** Data for the task **

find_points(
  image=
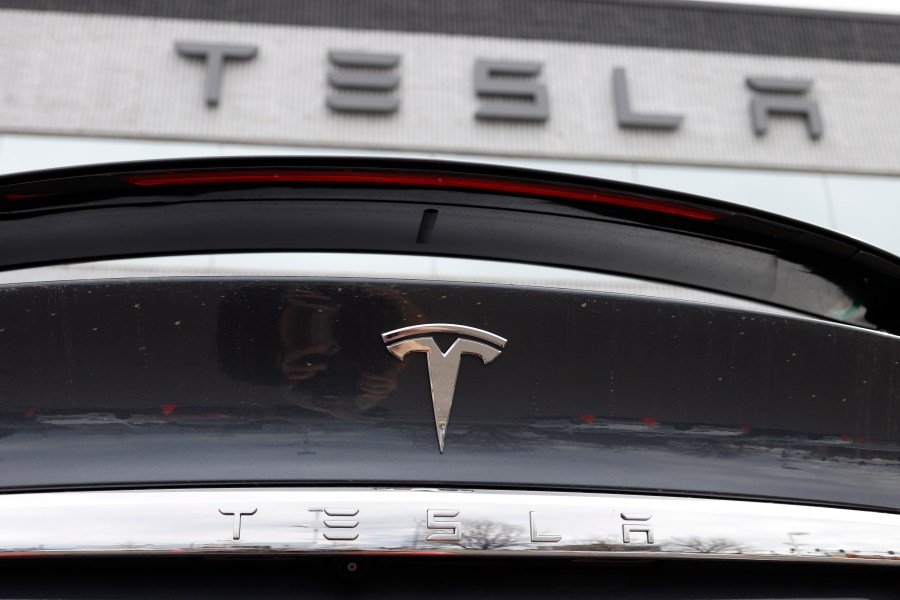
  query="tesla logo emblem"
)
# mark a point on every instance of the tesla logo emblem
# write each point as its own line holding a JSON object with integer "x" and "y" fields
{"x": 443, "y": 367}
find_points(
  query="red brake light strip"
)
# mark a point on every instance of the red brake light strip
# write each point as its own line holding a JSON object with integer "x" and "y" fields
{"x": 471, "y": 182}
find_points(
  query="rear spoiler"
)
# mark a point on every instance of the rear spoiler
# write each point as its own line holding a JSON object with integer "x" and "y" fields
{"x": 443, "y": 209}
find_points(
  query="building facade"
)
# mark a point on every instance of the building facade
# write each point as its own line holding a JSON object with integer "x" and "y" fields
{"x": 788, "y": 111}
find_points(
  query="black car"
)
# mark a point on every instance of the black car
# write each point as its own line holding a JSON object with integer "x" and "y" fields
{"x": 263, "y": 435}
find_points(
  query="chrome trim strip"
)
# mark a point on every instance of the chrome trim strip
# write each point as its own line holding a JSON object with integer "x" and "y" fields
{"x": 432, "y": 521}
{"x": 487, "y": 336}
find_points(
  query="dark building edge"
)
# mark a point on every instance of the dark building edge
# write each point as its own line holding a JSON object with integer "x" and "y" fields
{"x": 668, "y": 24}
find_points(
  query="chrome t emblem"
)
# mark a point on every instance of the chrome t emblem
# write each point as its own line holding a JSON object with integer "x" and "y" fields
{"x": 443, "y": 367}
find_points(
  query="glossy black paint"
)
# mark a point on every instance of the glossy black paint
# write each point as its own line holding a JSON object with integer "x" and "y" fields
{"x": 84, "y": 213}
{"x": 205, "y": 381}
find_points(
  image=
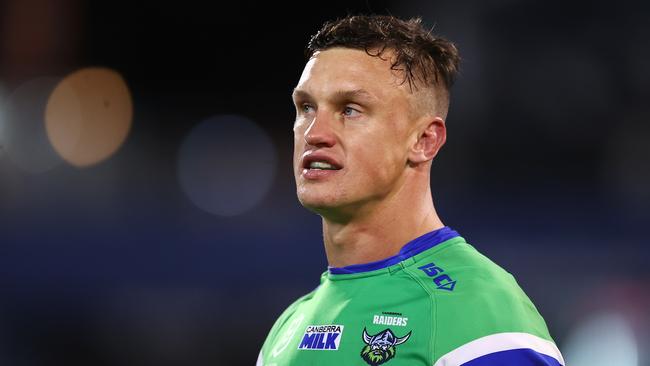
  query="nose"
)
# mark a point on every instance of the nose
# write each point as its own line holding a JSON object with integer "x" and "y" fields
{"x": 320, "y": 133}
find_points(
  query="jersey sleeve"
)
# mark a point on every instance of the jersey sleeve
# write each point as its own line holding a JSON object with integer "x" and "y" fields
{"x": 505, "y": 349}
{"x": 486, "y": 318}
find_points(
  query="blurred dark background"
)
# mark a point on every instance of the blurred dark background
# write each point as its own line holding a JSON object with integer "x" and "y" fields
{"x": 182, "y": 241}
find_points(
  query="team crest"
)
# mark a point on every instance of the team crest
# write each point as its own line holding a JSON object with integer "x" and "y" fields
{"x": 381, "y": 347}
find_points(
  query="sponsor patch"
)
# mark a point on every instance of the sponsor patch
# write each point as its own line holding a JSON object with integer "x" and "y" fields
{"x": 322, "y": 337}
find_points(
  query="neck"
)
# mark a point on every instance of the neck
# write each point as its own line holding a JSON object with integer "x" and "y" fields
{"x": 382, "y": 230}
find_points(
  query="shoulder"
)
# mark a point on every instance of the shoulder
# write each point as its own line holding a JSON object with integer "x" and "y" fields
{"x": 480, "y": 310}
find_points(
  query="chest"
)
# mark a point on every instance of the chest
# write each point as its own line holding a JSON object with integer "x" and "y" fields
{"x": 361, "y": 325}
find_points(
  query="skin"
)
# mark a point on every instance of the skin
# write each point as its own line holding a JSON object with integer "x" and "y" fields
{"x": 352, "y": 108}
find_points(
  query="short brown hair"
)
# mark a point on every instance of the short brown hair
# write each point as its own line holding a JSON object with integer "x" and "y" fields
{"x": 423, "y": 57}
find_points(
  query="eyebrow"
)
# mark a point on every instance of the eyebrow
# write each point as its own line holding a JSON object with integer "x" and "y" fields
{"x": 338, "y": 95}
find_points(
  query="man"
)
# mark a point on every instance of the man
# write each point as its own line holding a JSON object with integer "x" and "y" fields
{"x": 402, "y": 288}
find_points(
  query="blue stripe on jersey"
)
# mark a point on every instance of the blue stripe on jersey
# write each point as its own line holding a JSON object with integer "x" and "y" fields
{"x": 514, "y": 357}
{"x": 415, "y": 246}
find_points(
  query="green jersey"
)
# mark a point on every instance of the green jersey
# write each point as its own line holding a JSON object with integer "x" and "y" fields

** Stated exercise **
Every entry must be reproduced exactly, with the images left out.

** Exercise answer **
find_points(
  image=
  query="tesla logo emblem"
)
# mark a point on every instance of the tesla logo emblem
# write each point as its own line holding a JSON object with integer "x" and "y" fields
{"x": 443, "y": 367}
find_points(
  query="red brake light strip"
)
# mark a point on every instance of the red brake light strip
# write each point as its own line holding a JSON object with integer "x" and "y" fields
{"x": 471, "y": 182}
find_points(
  query="rear spoiler"
)
# mark a point on every instance of the rear spoiler
# write each point as its own line holding a JSON object with integer "x" and "y" fields
{"x": 443, "y": 209}
find_points(
  query="building facade"
)
# mark a point on every instance of the building facade
# write each point as its own line holding a JSON object with integer "x" and "y" fields
{"x": 788, "y": 111}
find_points(
  query="black car"
)
# mark a point on every instance of the black car
# write each point as its own line holding a JSON object with integer "x" and "y" fields
{"x": 263, "y": 435}
find_points(
  query="chrome trim strip"
)
# mark a point on every instance of the chrome trim strip
# write each point as its own line holding a JSON object with integer "x" and "y" fields
{"x": 432, "y": 521}
{"x": 487, "y": 336}
find_points(
  query="dark building edge"
)
# mark a point on every instance of the dark building edge
# write each point as its own line holding a JSON object with integer "x" and "y" fields
{"x": 668, "y": 24}
find_points(
  query="chrome t emblem"
)
# mark a point on every instance of the chrome t emblem
# write each point as its own line holding a JSON object with integer "x" and "y" fields
{"x": 443, "y": 367}
find_points(
  query="glossy black paint"
)
# mark a point on every instance of the glossy black paint
# write each point as its own line holding a JSON object with integer "x" and "y" fields
{"x": 84, "y": 213}
{"x": 205, "y": 381}
find_points(
  image=
  query="nose"
)
# mark a point on every instance of the nose
# write each point as its own line holding a JSON object with integer "x" and "y" fields
{"x": 320, "y": 133}
find_points(
  query="jersey sleeve"
)
# mark a point on every instance of the jersey sleeve
# write each point as its own line holding a JSON object with integer "x" and "y" fields
{"x": 505, "y": 349}
{"x": 486, "y": 318}
find_points(
  query="blurred dark background"
)
# mark a point on every instance of the blurred dark background
# write each point as its own line holding a JSON object with integer "x" and "y" fields
{"x": 182, "y": 241}
find_points(
  query="team crest"
)
# mark a point on every instance of the team crest
# write each point as its own line holding a JSON object with integer "x" and "y" fields
{"x": 381, "y": 347}
find_points(
  query="sponsor patch"
)
# mark a point on every instance of the sponsor patch
# write each point as its own line holding a JSON object with integer "x" and "y" fields
{"x": 322, "y": 337}
find_points(
  query="neck"
)
# mark a point on every instance of the neck
# write each point as its own line holding a JSON object with integer "x" and "y" fields
{"x": 382, "y": 230}
find_points(
  query="shoulder"
)
# mark a point on every instance of the shoulder
# write each point as its own line holding a JSON object with integer "x" and "y" fields
{"x": 480, "y": 310}
find_points(
  query="chest"
)
# mark a point on every instance of the chest
# write each point as its own line holding a JSON object with integer "x" and "y" fields
{"x": 361, "y": 325}
find_points(
  query="skin"
)
# mark a point on every instance of the skin
# write each point as its own line holding a JSON object with integer "x" and "y" fields
{"x": 352, "y": 108}
find_points(
  query="short brown hair"
)
# mark a point on every instance of the short brown hair
# write each point as its own line holding a JSON object with integer "x" and "y" fields
{"x": 423, "y": 57}
find_points(
  query="eyebrow"
)
# mark a point on every instance of the eyebrow
# write each point as its own line holding a JSON object with integer "x" and "y" fields
{"x": 338, "y": 95}
find_points(
  query="man"
)
# mark a point on every instance of the man
# write each point as its own line holding a JSON object with integer "x" and "y" fields
{"x": 402, "y": 288}
find_points(
  query="blue stripe on jersey"
)
# mark a point on every instance of the blue stripe on jersey
# write each point as its own line holding a JSON object with integer "x" and "y" fields
{"x": 514, "y": 357}
{"x": 415, "y": 246}
find_points(
  query="green jersey"
)
# mark a point on every instance of the green jersey
# write each point as its own line holding a JSON object with integer "x" and "y" fields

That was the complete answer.